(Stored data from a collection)
---+---

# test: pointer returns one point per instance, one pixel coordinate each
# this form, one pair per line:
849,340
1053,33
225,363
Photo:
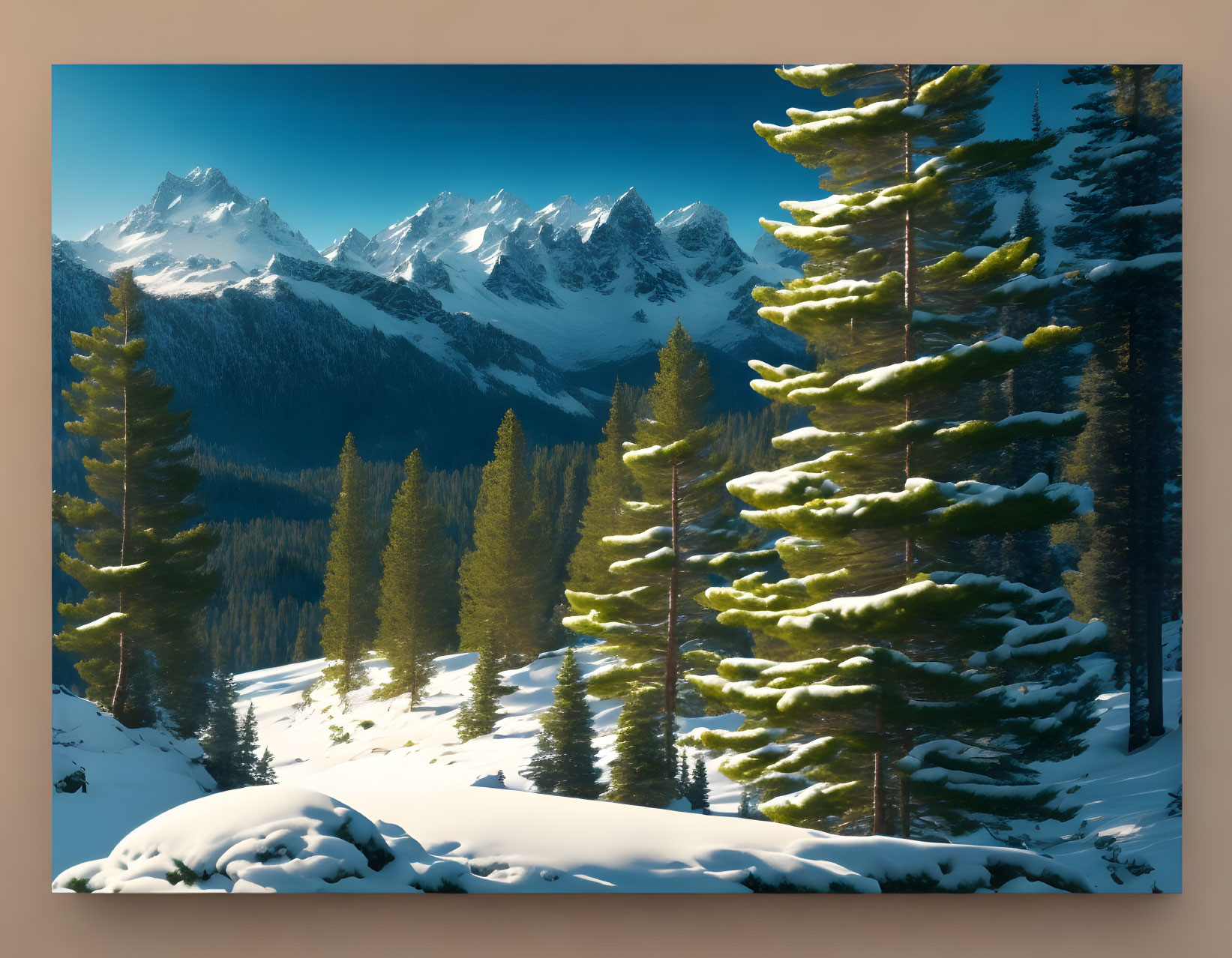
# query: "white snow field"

---+---

WHAT TO WORK ON: Rewrite the data above, changing "snow field" to "ice sheet" and leaving everything else unchanged. Omit the pictures from your answer.

RESPONSE TO THE TASK:
# test: pointer returns one point per instance, one pixel coordinate each
# this form, one pair per line:
849,340
1053,33
225,363
Photo:
# query: "white ice sheet"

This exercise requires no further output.